*TASK INSTRUCTIONS:*
A – According to the fourth-quarter business overview below, what was the Company's gross margin in Q4 on an adjusted basis?
B – Write out the portion of the fourth-quarter business overview below that begins at the words "Financial Position as" and stops after "backorders are fulfilled).".

*SOURCE PASSAGE:*
Fourth Quarter 2020 Business Overview
Revenues were $11,029,154 in the fourth quarter of 2020. This significant increase was driven by strong growth in orders for the Company's Byrna HD, resulting from enhanced market awareness of the product.

Gross profit was $4,896,610, representing a gross margin of 44.4%, compared to $53,542, or a 10.7% gross margin in the prior year period. On an adjusted basis, gross margin in Q4 was 48.7%.  The increase in gross profit margins was driven primarily by the result of substantially higher production volumes, as the Company was able to spread its fixed production overhead across a larger production base.   

Operating expenses were $6,172,482 in the fourth quarter of 2020, up from $824,770 in the prior year period.  The increase reflects greater investment in corporate infrastructure necessary to support the Company's growth in sales and production.  This investment includes increases in employee-related expenses, marketing costs, auditing costs and bank fees.

Financial Position as of November 30, 2020:

  • Cash of $9,563,635, including $6,388,561 of restricted cash (which is released as backorders are fulfilled).
  • Total assets of $21,216,120.
  • Total debt of $190,300.

*INPUT DATA:*

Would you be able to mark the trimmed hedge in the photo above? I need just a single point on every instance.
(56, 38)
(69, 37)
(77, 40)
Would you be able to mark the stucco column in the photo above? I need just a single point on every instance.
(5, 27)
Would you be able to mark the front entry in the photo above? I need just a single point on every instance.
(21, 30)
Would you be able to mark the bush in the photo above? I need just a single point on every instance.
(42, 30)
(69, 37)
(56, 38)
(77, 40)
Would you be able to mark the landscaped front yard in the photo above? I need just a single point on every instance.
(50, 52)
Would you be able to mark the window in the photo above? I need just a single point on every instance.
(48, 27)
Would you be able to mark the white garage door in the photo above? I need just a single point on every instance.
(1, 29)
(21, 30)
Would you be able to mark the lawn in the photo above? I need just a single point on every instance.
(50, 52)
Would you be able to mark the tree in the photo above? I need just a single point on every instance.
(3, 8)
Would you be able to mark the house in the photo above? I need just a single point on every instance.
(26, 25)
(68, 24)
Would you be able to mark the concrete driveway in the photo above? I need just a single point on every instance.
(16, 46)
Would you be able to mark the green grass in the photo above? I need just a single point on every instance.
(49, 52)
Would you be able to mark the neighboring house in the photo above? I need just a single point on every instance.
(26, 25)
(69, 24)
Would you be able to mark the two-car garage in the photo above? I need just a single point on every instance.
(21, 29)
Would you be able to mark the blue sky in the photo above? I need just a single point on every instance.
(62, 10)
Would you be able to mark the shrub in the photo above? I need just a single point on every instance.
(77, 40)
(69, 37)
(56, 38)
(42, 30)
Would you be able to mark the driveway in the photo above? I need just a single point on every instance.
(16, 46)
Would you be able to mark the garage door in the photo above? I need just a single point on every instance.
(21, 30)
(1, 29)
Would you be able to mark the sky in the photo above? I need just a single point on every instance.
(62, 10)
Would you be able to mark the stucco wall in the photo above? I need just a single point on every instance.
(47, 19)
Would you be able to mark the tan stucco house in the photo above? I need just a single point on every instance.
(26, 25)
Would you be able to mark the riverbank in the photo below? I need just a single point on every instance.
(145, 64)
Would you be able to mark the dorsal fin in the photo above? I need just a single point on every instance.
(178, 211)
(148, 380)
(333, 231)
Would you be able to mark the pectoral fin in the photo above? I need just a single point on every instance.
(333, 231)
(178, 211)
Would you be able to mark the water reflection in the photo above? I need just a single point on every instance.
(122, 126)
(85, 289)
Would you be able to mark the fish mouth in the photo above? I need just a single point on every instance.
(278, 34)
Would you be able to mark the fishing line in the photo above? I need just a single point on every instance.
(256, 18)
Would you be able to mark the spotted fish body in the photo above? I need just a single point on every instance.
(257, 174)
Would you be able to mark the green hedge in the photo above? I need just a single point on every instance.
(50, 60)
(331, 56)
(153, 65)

*TASK SOLUTIONS:*
A – 48.7%

B –
Financial Position as of November 30, 2020:

  • Cash of $9,563,635, including $6,388,561 of restricted cash (which is released as backorders are fulfilled).